__Records for the exercise__:
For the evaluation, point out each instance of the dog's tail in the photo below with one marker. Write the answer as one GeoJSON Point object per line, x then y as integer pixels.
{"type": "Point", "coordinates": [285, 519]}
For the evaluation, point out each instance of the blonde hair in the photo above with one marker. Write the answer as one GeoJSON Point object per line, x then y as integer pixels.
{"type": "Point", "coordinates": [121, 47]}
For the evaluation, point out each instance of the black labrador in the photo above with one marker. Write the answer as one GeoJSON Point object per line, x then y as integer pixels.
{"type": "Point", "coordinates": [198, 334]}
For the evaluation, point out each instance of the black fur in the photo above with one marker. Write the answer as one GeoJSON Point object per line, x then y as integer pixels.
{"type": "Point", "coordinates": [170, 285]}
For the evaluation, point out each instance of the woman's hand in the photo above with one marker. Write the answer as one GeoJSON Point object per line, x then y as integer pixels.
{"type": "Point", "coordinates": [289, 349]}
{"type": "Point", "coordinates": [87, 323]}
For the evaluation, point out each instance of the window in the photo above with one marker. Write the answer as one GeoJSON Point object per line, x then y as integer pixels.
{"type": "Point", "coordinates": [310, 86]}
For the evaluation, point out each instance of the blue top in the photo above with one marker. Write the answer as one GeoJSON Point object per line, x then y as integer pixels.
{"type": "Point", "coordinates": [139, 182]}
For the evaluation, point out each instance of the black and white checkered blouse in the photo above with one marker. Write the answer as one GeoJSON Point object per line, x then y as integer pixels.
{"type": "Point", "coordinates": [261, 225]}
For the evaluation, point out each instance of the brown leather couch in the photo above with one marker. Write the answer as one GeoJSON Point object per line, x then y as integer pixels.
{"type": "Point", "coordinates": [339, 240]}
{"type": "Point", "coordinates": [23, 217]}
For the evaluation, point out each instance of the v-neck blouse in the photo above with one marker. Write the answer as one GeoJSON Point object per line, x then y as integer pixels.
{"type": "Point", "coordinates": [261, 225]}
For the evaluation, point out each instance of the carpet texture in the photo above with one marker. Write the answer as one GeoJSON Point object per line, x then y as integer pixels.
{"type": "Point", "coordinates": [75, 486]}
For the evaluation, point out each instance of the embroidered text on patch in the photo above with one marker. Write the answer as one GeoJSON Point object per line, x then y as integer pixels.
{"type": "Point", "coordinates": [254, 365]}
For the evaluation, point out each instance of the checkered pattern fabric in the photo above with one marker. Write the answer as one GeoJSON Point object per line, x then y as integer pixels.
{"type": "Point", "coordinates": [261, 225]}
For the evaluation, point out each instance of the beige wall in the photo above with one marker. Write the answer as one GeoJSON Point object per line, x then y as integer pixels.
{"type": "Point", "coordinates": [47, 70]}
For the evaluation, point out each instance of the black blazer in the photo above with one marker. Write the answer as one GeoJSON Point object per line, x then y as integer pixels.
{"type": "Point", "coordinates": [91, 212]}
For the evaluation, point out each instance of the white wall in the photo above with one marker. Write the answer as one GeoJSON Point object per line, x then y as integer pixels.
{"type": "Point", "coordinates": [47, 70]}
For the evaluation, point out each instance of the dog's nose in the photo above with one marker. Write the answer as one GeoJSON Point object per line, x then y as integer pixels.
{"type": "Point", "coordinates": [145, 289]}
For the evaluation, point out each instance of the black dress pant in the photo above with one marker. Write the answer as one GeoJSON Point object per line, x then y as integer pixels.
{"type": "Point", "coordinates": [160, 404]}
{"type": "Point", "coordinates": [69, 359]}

__What the task asks__: Retype the whole listing, matching it exactly.

__Answer for this exercise__:
For the evaluation, point out each instance of the dog's tail in the photo below with one marker. Write the answer as one GeoJSON Point object per line, x then y as integer pixels.
{"type": "Point", "coordinates": [285, 519]}
For the evaluation, point out each instance of the blonde hair in the photo above with one marker. Write the answer as one GeoJSON Point object per line, x then y as integer pixels.
{"type": "Point", "coordinates": [121, 47]}
For the evaluation, point out each instance of the black labrador in the photo above with one marker. Write the answer as one GeoJSON Point object per line, x then y as integer pixels.
{"type": "Point", "coordinates": [198, 334]}
For the evaluation, point out each instance of the black fur in the photo above with one marker. Write the answer as one GeoJSON Point object per line, x then y as integer pixels.
{"type": "Point", "coordinates": [170, 285]}
For the evaluation, point out each instance of the woman's hand in the photo above with one marker. Write the answer as one GeoJSON Point object per line, x then y as integer pixels.
{"type": "Point", "coordinates": [289, 349]}
{"type": "Point", "coordinates": [87, 323]}
For the evaluation, point out each instance of the window in the photo above with one marker. Write the answer as one GeoJSON Point object per line, x then y as integer pixels.
{"type": "Point", "coordinates": [310, 86]}
For the evaluation, point out each instance of the blue top in the photo above with one marker. Write the answer as one GeoJSON Point object per line, x then y as integer pixels.
{"type": "Point", "coordinates": [139, 182]}
For the evaluation, point out each instance of the black and white checkered blouse in the photo above with one marker. Write the answer as one GeoJSON Point object per line, x then y as integer pixels.
{"type": "Point", "coordinates": [261, 225]}
For the evaluation, point out each instance of the brown leather couch in the photo above with one marker. Write the answer as one GeoJSON Point object per line, x then y as integer pixels.
{"type": "Point", "coordinates": [339, 240]}
{"type": "Point", "coordinates": [23, 217]}
For the evaluation, point out each instance of the v-neck blouse in the photo above with one marker. Write the answer as one GeoJSON Point object per line, x then y as integer pixels.
{"type": "Point", "coordinates": [261, 225]}
For the evaluation, point out each instance of the carpet texture in the photo above with one marker. Write the answer as one GeoJSON Point object per line, x then y as integer pixels.
{"type": "Point", "coordinates": [75, 486]}
For the evaluation, point out each instance of the embroidered text on patch in the photo above with one marker. Write the answer as one GeoJSON Point object per line, x then y as integer pixels.
{"type": "Point", "coordinates": [254, 365]}
For the evaluation, point out each instance of the checkered pattern fabric in the photo above with one marker. Write the answer as one GeoJSON Point object per line, x then y as integer pixels.
{"type": "Point", "coordinates": [261, 225]}
For the evaluation, point out each instance of the beige wall in the photo above with one marker. Write the answer as one GeoJSON Point object per line, x then y as integer pixels.
{"type": "Point", "coordinates": [47, 70]}
For the evaluation, point out each instance of the black blazer in the photo above with one marker. Write the answer as one GeoJSON Point object per line, x then y as integer pixels.
{"type": "Point", "coordinates": [91, 212]}
For the evaluation, point out each instance of the white wall in the photo above with one marker. Write the answer as one GeoJSON Point object per line, x then y as integer pixels.
{"type": "Point", "coordinates": [47, 70]}
For the evaluation, point out each instance of the dog's nose in the photo above with one marker. Write the answer as one GeoJSON Point object per line, x then y as integer pixels.
{"type": "Point", "coordinates": [145, 289]}
For the evaluation, point out each instance of the black dress pant in the photo above with one marker. Write the answer as one GeoJSON Point object per line, x then y as integer pixels.
{"type": "Point", "coordinates": [160, 404]}
{"type": "Point", "coordinates": [69, 359]}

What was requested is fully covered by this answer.